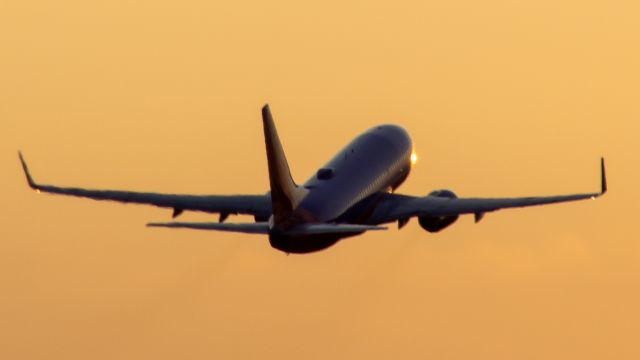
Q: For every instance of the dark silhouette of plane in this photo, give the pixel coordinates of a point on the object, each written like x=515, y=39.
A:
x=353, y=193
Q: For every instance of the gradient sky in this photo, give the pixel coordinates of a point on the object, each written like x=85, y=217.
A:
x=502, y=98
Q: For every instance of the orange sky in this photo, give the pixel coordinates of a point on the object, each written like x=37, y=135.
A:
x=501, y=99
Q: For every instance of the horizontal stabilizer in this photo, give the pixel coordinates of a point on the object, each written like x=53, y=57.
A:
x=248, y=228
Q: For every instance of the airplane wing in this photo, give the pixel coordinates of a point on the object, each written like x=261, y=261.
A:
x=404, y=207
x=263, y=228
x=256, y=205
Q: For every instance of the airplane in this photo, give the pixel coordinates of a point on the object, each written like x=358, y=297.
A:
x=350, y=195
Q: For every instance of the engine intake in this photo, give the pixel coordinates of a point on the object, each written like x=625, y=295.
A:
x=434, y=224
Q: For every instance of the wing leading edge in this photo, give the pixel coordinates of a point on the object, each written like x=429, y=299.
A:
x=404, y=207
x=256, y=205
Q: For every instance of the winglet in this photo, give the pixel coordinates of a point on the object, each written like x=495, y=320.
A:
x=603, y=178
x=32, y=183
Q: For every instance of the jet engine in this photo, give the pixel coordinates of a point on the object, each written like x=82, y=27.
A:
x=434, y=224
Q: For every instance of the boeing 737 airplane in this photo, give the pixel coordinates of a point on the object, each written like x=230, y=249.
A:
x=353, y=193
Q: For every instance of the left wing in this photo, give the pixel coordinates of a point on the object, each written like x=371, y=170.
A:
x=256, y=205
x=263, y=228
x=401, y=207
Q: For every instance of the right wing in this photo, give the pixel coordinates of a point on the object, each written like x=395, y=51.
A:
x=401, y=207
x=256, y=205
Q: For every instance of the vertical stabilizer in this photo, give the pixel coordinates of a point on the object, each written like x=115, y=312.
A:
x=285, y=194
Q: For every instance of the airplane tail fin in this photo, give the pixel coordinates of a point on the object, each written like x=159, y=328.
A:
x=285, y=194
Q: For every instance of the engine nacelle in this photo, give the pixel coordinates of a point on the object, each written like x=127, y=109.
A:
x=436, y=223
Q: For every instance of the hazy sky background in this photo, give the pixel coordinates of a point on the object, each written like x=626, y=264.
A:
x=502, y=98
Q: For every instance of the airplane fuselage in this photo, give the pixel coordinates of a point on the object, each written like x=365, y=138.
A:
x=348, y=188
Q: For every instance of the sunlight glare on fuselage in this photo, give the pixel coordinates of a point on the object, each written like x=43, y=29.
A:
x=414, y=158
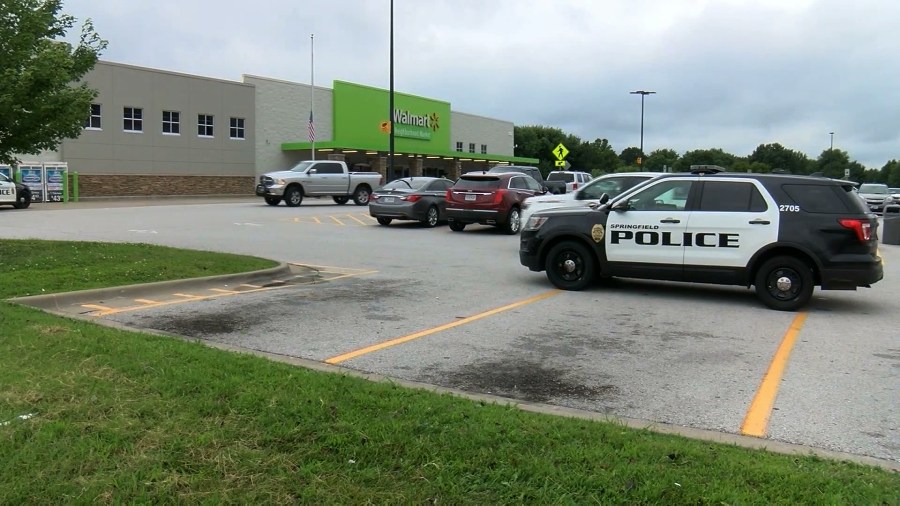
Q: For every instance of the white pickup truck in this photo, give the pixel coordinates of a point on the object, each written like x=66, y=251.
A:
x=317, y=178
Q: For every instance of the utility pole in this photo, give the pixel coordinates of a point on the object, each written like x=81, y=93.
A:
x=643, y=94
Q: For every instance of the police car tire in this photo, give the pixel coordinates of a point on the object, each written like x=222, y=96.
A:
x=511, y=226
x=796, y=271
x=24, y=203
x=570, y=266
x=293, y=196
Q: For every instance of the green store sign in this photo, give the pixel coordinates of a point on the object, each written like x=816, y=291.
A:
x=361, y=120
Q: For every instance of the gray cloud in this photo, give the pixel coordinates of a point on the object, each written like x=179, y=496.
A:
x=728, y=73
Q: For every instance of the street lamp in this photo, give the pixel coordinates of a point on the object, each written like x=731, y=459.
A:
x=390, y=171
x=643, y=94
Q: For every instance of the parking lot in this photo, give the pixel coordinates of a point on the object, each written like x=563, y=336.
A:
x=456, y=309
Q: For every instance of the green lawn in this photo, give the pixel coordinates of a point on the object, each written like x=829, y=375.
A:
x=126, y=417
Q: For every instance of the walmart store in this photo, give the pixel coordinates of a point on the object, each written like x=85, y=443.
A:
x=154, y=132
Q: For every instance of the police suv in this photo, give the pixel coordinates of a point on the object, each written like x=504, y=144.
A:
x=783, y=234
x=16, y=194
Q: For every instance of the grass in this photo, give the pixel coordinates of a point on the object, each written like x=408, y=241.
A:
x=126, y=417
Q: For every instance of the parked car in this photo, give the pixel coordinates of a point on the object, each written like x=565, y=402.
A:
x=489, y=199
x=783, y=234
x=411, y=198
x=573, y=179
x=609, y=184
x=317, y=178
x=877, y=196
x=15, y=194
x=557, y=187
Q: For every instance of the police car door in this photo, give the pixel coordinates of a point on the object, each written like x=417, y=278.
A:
━━━━━━━━━━━━━━━━━━━━
> _Work order_: Except for pictures, copy the records above exactly.

> _Solution to the problem_:
Q: For every instance of the dark silhouette of plane in this photo, give the pixel coordinates of a point on the object, each written like x=515, y=39.
A:
x=353, y=193
Q: For every instance of the gradient sky in this photo, give the pixel coordinates of a point on the object, each written like x=85, y=217.
A:
x=502, y=98
Q: For every instance of the orange sky in this photo, give the pixel coordinates of a point on the object, each written like x=37, y=135.
A:
x=501, y=99
Q: For every instance of the horizontal stabilizer in this photo, give the pixel coordinates of a point on the object, each written like x=53, y=57.
A:
x=248, y=228
Q: For every instance of the airplane wing in this photo, give the pixel coordinates of a point on the object, each written like x=261, y=261.
A:
x=404, y=207
x=263, y=228
x=256, y=205
Q: For every instance of the airplane in this photo, give the pixel coordinates of a point on the object, each written like x=358, y=297.
A:
x=350, y=195
Q: For every instance of the engine intake in this photo, give the pixel coordinates of a point on the object, each written like x=625, y=295.
A:
x=434, y=224
Q: For every instance of the wing leading edge in this photo, give the pixel coordinates of a point on the object, each written like x=429, y=299.
A:
x=404, y=207
x=256, y=205
Q: For every instance of the winglet in this photo, give the pixel coordinates of a point on the object, each written like x=495, y=320.
A:
x=603, y=178
x=32, y=183
Q: For every instance of the jet engine in this photo, give the pixel coordinates of a point on the object, each written like x=82, y=27.
A:
x=434, y=224
Q: For every instance of the boeing 737 airplane in this photo, give the pixel coordinates of a point on the object, each written like x=230, y=249.
A:
x=353, y=193
Q: For every instance of the left wing in this photo, give the pixel coordinates of a point on the object, each written like x=371, y=170.
A:
x=256, y=205
x=263, y=228
x=401, y=207
Q: For every instance of the right wing in this photo, give the pixel coordinates of a point on the object, each written like x=395, y=51.
A:
x=401, y=207
x=256, y=205
Q: For every instance of the vertical stabilizer in this photo, give the pixel coordinates of a point on the object, each written like x=115, y=312.
A:
x=285, y=194
Q: For every instance of the airplane tail fin in this photo, give the pixel coordinates of a point on the object, each written like x=159, y=328.
A:
x=285, y=194
Q: For every instance of the engine nacelle in this photo, give the pixel coordinates of a point on the object, each written like x=127, y=109.
A:
x=436, y=223
Q: For every instance of the hazy sky background in this photo, give the pixel coordinates of a point on the object, each written like x=626, y=264.
A:
x=502, y=98
Q: For every instance of the airplane fuselage in this photo, give the pixel coordinates of a point on the object, each written like x=365, y=138.
A:
x=348, y=188
Q: For every instance of the sunlight glare on fuselage in this photo, give the pixel coordinates of a point on the object, each written like x=43, y=29.
A:
x=414, y=158
Q: For every instance of the white pickup truck in this photo, give the pixel coordinates of a point on the object, each written like x=66, y=251.
A:
x=317, y=178
Q: For every instance of the utility pole in this photo, give the pixel coordinates of a point on the object, each written like x=81, y=93.
A:
x=643, y=94
Q: For every instance of the police car tire in this photo, give the pixel coordinates of a point on the object, each written like x=222, y=96.
A:
x=511, y=226
x=796, y=271
x=24, y=203
x=570, y=266
x=293, y=196
Q: For every instance of the green store sign in this photo, give the pixel coordinates of a point on the object, each written like x=816, y=291.
A:
x=361, y=120
Q: For every instance of the gray cloud in this photo, give the pixel coordinates of a point on the object, each written like x=179, y=496.
A:
x=728, y=73
Q: For every instance of the street lamp in this photo, give the pixel coordinates of a point on the object, each written like x=731, y=459.
A:
x=390, y=171
x=643, y=94
Q: For every instance of the parking lot in this photo, give the pixel coordinates of a point on the object, each written like x=563, y=336.
A:
x=456, y=309
Q: For every instance of the green lawn in this photo, give the pixel coordinates of a point on the object, each written like x=829, y=375.
A:
x=126, y=417
Q: For every instance of the walmart store in this photo, give the pixel coordinates of a point on the object, each written like x=85, y=443.
A:
x=154, y=132
Q: For every instance of the police suv in this photo, give the pixel coordinates of a point on the object, each written like x=504, y=144.
A:
x=783, y=234
x=16, y=194
Q: For every instance of the grass in this photo, give the pixel coordinates of a point on the object, each written like x=408, y=241.
A:
x=126, y=417
Q: For every instance of the parked car in this photo, give the pixel coordinates of a point on the object, each written like x=565, y=402.
A:
x=489, y=199
x=783, y=234
x=411, y=198
x=573, y=179
x=609, y=184
x=317, y=178
x=877, y=196
x=15, y=194
x=557, y=187
Q: For every instance of the police car door in this photo, give the pixel coordinates of a point on the object, each written like x=417, y=278.
A:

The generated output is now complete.